> _WORK TO BE COMPLETED_
Write the next part of the article on tidally locked planets and their twilight zones, starting right after its last sentence.

> _DOCUMENT PASSAGE_
::::::::
An artist’s impression of what the “terminator” zone may be like on Proxima b.
ESO/M. Kornmesser
What if night and day were places to visit rather than times to pass? Imagine a world with locales that are always dark and others where the sun is always in the sky. Now go a step further and imagine there are places where it is the dead of night, and also where it is high noon, and the moment before sunrise and also a place where the sun is constantly setting, just hovering halfway below the horizon in perpetuity.
There’s reason to believe this sort of reality — where night and day and all shades in between are regions rather than moments — is actually more common on other worlds throughout the galaxy. In fact, this is likely the status quo on the nearest exoplanet beyond our solar system and on many other Earth-like planets. And often on these worlds, it appears the best place to be is literally in the twilight zone between night and day.
Proxima b is the closest known planet to ours that orbits another star, Proxima Centauri, some four light-years away. Such a world was theorized to exist for decades before it was finally spotted in 2016 orbiting much closer to its red dwarf sun than Mercury orbits our sun. So close, in fact, that a year on Proxima b lasts only 11 Earth days. But more importantly, this means this not-too-distant world is “tidally locked.”
This means one side of the world always faces the star and the opposite hemisphere is always dark. And this is the likely reality not only on Proxima b, but also on millions or even billions of planets throughout the Milky Way.
These large areas of perpetual day and night are perhaps too hot or too frozen, respectively, for anything to survive. But the liminal space in between might be temperate enough to be habitable or even comfortable, many scientists hypothesize.
A paper in an upcoming issue of the Astronomical Journal looks at what specific sort of planet might make this zone, which astronomers somewhat ironically refer to as the “terminator,” the best suited for life to survive in. In the case of rocky planets tidally locked to red or M-dwarf stars, the team led by Ana Lobo at CalTech finds that worlds with some but not too much water on the surface are probably best.
Red dwarf stars are by far the most common type of star in the Milky Way, and we’ve discovered a number of small, rocky exoplanets orbit these relatively dim, cool suns so closely that they’re tidally locked. This means night, day, sunset and sunrise are all places rather than times on countless worlds throughout our galaxy.
The idea is actually less foreign than it might sound. The moon is tidally locked to Earth, so the same side is always facing our planet.
::::::::
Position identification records
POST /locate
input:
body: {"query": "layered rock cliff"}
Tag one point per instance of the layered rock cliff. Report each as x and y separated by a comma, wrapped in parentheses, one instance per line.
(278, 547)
::::::::
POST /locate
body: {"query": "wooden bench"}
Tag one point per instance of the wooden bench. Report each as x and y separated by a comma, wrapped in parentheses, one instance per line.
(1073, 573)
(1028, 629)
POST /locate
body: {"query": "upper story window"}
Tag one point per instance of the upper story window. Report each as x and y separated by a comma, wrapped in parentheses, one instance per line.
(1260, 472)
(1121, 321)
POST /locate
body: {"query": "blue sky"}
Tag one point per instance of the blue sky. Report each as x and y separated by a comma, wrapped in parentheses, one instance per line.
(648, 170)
::::::::
> _EXPECTED ANSWER_
The forthcoming paper from Lobo and colleagues bolsters the supposition the terminator of tidally locked worlds is a worthwhile place to search for alien life. The researchers used climate models to find that so-called “water worlds” where the surface of a planet is largely covered by ocean are less likely to produce a habitable twilight zone. Such planets are nicknamed “eyeballs” because a dark, central ocean facing the sun might be surrounded by a frozen, white circular area of sea ice approaching the terminator, which makes the entire dayside resemble an eye.
Artist’s rendition of an “eyeball planet.”
Ittiz/Wikipedia
Fortunately for the odds of finding E.T. in the twilight zone, scientists think that so-called “water-limited” exoplanets are more common than “water-abundant” eyeball worlds.
“Therefore, terminator habitability may represent a significant fraction of habitable M-dwarf planets,” Lobo and co-authors write.
The team’s data also reveals tidally locked wet worlds can lose water to freezing on the night side or from water vapor in the atmosphere literally drifting out into space. So over time, a water world might lose some of its moisture, making its terminator zone more likely to be temperate and habitable.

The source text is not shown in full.